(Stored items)

* Start *

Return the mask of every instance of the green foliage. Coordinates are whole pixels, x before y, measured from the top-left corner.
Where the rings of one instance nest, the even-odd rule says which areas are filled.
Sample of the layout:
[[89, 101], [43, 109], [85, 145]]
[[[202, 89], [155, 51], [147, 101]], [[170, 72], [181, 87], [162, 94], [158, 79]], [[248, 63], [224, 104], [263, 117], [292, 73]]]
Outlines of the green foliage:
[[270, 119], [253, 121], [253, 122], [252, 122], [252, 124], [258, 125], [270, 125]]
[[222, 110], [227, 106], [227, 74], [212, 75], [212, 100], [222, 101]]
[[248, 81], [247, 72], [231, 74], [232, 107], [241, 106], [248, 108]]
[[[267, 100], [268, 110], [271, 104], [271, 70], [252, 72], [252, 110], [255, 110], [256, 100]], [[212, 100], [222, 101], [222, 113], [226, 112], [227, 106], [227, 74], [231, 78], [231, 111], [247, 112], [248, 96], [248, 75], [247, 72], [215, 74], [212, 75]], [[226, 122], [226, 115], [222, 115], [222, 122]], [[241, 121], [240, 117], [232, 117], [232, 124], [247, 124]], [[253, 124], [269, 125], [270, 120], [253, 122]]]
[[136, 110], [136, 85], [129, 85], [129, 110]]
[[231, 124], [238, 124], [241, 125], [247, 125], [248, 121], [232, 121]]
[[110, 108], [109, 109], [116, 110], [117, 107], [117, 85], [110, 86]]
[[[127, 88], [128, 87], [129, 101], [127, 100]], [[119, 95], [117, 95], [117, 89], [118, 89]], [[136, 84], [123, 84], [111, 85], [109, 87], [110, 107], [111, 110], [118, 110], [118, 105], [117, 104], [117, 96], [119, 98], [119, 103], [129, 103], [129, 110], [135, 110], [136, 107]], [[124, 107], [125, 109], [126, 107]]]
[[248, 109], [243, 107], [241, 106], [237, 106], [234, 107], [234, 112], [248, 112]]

* End *

**Task**
Rewrite every one of the records with "green foliage" replaced by "leafy vegetation", leaving everything else the same.

**Expected answer**
Return the mask of every instance of the leafy vegetation. Coordinates are whole pixels, x before y, measured from the top-left corner.
Where the rings of one instance nest, the even-odd rule says which areas are filled.
Sample of the layout:
[[89, 101], [43, 109], [85, 145]]
[[[202, 89], [155, 51], [147, 101]], [[170, 72], [181, 87], [162, 94], [158, 79]], [[248, 63], [224, 104], [263, 117], [292, 73]]]
Outlines of the leafy vegetation:
[[270, 119], [253, 121], [253, 122], [252, 122], [252, 124], [258, 125], [270, 125]]
[[222, 110], [227, 106], [227, 74], [212, 75], [212, 100], [222, 101]]
[[248, 81], [247, 72], [231, 74], [232, 107], [241, 106], [248, 108]]
[[[267, 100], [268, 110], [271, 104], [271, 70], [252, 72], [252, 110], [255, 110], [256, 100]], [[212, 100], [222, 101], [222, 113], [226, 112], [227, 106], [227, 74], [231, 78], [231, 111], [247, 112], [248, 96], [248, 75], [247, 72], [215, 74], [212, 75]], [[226, 122], [226, 115], [222, 115], [222, 122]], [[241, 121], [240, 117], [232, 117], [232, 124], [247, 124]], [[253, 124], [269, 125], [270, 120], [253, 122]]]
[[136, 110], [136, 85], [129, 85], [129, 110]]
[[231, 124], [238, 124], [241, 125], [247, 125], [248, 121], [232, 121]]
[[110, 108], [109, 109], [116, 110], [117, 107], [117, 85], [110, 86]]
[[[127, 88], [128, 87], [129, 101], [127, 100]], [[119, 95], [117, 95], [117, 89], [118, 89]], [[136, 84], [123, 84], [111, 85], [109, 87], [110, 107], [111, 110], [118, 110], [118, 105], [117, 104], [117, 96], [119, 98], [119, 103], [129, 103], [129, 110], [135, 110], [136, 107]], [[124, 107], [125, 109], [126, 107]]]
[[248, 109], [243, 107], [241, 106], [237, 106], [234, 107], [234, 112], [248, 112]]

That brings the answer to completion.